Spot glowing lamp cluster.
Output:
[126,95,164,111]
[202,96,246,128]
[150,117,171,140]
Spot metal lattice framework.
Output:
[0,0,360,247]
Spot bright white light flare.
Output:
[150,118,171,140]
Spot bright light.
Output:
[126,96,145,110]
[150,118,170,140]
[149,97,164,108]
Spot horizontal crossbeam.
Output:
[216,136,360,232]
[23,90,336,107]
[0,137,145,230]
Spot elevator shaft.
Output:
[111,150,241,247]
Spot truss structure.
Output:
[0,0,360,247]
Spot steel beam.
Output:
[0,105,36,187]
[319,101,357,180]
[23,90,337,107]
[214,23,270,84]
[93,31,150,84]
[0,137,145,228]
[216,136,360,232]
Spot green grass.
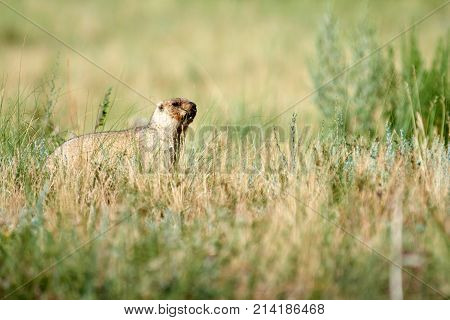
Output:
[0,1,450,299]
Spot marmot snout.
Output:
[47,98,197,170]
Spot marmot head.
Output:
[151,98,197,131]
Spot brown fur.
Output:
[47,98,197,171]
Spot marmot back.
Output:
[46,98,197,172]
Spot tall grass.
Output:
[310,14,450,145]
[0,13,450,299]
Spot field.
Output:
[0,0,450,299]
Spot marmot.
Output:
[46,98,197,171]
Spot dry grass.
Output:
[0,1,450,299]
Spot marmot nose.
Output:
[189,102,197,119]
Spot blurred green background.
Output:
[0,0,450,133]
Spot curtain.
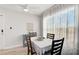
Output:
[43,7,76,54]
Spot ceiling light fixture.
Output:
[24,5,29,12]
[24,8,29,12]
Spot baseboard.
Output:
[3,44,23,49]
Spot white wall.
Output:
[0,9,40,49]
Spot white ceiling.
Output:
[0,4,53,15]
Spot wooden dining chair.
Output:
[26,35,37,55]
[47,33,55,39]
[44,38,64,55]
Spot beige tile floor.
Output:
[0,47,27,55]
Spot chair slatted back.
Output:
[51,38,64,55]
[47,33,55,39]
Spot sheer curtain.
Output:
[43,7,76,54]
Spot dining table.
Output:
[31,38,52,55]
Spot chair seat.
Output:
[44,50,51,55]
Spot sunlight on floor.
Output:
[0,47,27,55]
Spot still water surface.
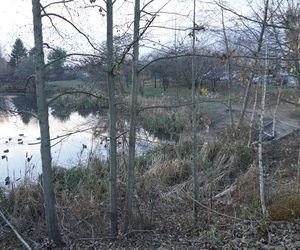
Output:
[0,95,157,185]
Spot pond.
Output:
[0,95,159,185]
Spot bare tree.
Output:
[192,0,199,221]
[32,0,63,246]
[124,0,141,233]
[221,8,233,129]
[106,0,118,237]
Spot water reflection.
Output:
[0,95,162,185]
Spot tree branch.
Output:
[0,211,32,250]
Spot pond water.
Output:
[0,95,158,185]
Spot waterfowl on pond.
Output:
[26,155,32,162]
[5,176,10,186]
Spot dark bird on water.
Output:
[26,155,32,162]
[5,176,10,186]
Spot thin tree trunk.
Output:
[124,0,140,233]
[32,0,62,246]
[272,85,282,138]
[221,9,233,130]
[258,40,267,217]
[247,87,258,147]
[192,0,199,222]
[106,0,118,237]
[236,0,269,129]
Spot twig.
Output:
[0,211,32,250]
[186,193,244,221]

####

#### Aim of the exercise
Starting with the first line of the data and going on through the line with "[47,98,197,171]", reproduce those lines word for word, leaving out the pictures.

#### Exercise result
Spot glowing lamp cluster.
Output:
[126,95,164,111]
[202,96,246,128]
[150,117,171,140]
Spot metal lattice framework.
Output:
[0,0,360,247]
Spot bright white light flare.
Output:
[150,118,171,140]
Spot bright light.
Output:
[126,96,145,110]
[150,118,170,140]
[149,97,164,108]
Spot horizontal crossbeam.
Output:
[216,136,360,232]
[23,90,336,107]
[0,137,145,230]
Spot elevator shaft.
Output:
[111,150,241,247]
Spot truss structure.
Output:
[0,0,360,247]
Spot steel beam.
Output:
[0,105,36,187]
[319,101,357,180]
[23,90,337,107]
[214,23,270,84]
[93,31,150,84]
[0,137,145,228]
[216,136,360,232]
Spot green grass.
Output:
[0,1,450,299]
Spot marmot snout.
Output:
[47,98,197,170]
Spot marmot head.
Output:
[151,98,197,131]
Spot brown fur.
Output:
[47,98,197,171]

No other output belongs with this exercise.